- PASSAGE PROVIDED
☆ ☆ ☆ ☆

The 2023-05-11 Mw 5.5 Lake Almanor earthquake, and a Mw 5.2 aftershock ~11 hours later, ruptured normal faults in a sparsely instrumented region in Northern California, with only one strong-motion seismic station within 10 km and two broadband stations within 25 km epicentral distance. Previously, the 2013-05-24 Mw 5.7 Canyondam earthquake and its aftershocks had occurred ~5 km southeast of the May 2023 earthquakes (Chapman et al., 2016). The presence of several nearby dam facilities within 15 km motivates a detailed study of the causative fault structure(s) and geometry at depth, to inform site-specific seismic hazard.

Within two days of the mainshock, the U.S. Geological Survey (USGS) deployed 34 nodal seismometers for ~2 months, from 2023-05-13 to 2023-07-27, to record the Lake Almanor aftershocks at close (<5-10 km) epicentral distances with dense azimuthal coverage. These nodal seismometers, spaced ~3 km apart, recorded three-component continuous waveforms sampled at 200 Hz. For over 100 ComCat M 1.0 to 4.1 earthquakes between 2023-05-13 and 2023-07-24 (USGS, 2017), contributed by Northern California Seismic Network, we use nodal waveforms to improve event locations and focal mechanism estimates. Automatic P and S picks on 15-second nodal event waveforms, made by the PhaseNet deep-learning model (Zhu and Beroza, 2019), result in hypocenters that are 2-5 km deeper than ComCat. Subsequent double-difference relocation illuminates northeast-dipping fault geometry with changing dip along the fault strike. Additional first-motion P-wave polarities and S/P amplitude ratios from the nodal data reduce the uncertainty in focal mechanism orientation by ~25o. We find that the 2023 Mw 5.5 sequence locates northwest of the 2013 Mw 5.7 sequence without spatial overlap, and occurred on a large underlying fault structure with potential for a M6+ earthquake.

☆ ☆ ☆ ☆

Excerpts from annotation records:
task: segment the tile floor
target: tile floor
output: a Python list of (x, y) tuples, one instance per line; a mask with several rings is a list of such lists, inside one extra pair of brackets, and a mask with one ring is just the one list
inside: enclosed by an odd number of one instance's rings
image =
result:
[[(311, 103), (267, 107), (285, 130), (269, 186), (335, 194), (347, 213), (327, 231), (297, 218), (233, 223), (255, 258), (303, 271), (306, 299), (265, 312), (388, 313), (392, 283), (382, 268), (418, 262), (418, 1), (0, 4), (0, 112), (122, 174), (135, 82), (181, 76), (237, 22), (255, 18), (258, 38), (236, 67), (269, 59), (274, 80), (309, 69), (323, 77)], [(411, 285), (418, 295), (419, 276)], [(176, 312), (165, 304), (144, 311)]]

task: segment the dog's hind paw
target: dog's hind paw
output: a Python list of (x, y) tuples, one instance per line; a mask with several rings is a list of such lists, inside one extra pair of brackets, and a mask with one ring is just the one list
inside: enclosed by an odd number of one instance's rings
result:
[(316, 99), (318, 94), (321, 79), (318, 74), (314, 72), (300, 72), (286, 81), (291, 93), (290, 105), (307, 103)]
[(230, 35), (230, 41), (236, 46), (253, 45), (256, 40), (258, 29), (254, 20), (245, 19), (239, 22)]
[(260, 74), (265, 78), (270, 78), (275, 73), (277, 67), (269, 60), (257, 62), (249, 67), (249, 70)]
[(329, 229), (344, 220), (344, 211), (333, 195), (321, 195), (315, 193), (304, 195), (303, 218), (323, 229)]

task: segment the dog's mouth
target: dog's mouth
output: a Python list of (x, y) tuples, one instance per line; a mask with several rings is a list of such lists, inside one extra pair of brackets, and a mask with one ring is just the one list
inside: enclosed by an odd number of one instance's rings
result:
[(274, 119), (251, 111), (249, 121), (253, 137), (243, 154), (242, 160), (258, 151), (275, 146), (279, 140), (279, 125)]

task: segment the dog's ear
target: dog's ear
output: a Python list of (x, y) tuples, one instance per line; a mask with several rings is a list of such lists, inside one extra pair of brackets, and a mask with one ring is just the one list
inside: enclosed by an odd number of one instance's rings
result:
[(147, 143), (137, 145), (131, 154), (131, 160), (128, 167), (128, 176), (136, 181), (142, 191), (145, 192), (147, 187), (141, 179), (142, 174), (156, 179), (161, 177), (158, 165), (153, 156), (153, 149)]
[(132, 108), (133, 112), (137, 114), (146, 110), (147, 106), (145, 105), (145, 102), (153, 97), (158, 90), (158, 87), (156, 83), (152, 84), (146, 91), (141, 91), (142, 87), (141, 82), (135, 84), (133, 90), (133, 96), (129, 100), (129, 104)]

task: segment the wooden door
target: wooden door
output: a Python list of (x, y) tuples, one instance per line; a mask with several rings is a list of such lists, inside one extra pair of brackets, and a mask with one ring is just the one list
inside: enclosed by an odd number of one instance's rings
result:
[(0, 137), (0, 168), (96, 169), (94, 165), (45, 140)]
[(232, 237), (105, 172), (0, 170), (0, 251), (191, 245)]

☆ ☆ ☆ ☆

- TASKS TO PERFORM
1. Repeat word for word the part of the passage on the Lake Almanor earthquake that begins at the words "The 2023-05-11 Mw" and stops after "site-specific seismic hazard.".
2. From the passage on the Lake Almanor earthquake, translate this sentence into Spanish: "These nodal seismometers, spaced ~3 km apart, recorded three-component continuous waveforms sampled at 200 Hz."
These rows have no connection to the passage on the Lake Almanor earthquake.

- OUTPUTS IN ORDER
1.
The 2023-05-11 Mw 5.5 Lake Almanor earthquake, and a Mw 5.2 aftershock ~11 hours later, ruptured normal faults in a sparsely instrumented region in Northern California, with only one strong-motion seismic station within 10 km and two broadband stations within 25 km epicentral distance. Previously, the 2013-05-24 Mw 5.7 Canyondam earthquake and its aftershocks had occurred ~5 km southeast of the May 2023 earthquakes (Chapman et al., 2016). The presence of several nearby dam facilities within 15 km motivates a detailed study of the causative fault structure(s) and geometry at depth, to inform site-specific seismic hazard.

2. Estos sismómetros nodales, espaciados ~3 km entre sí, registraron formas de onda continuas de tres componentes muestreadas a 200 Hz.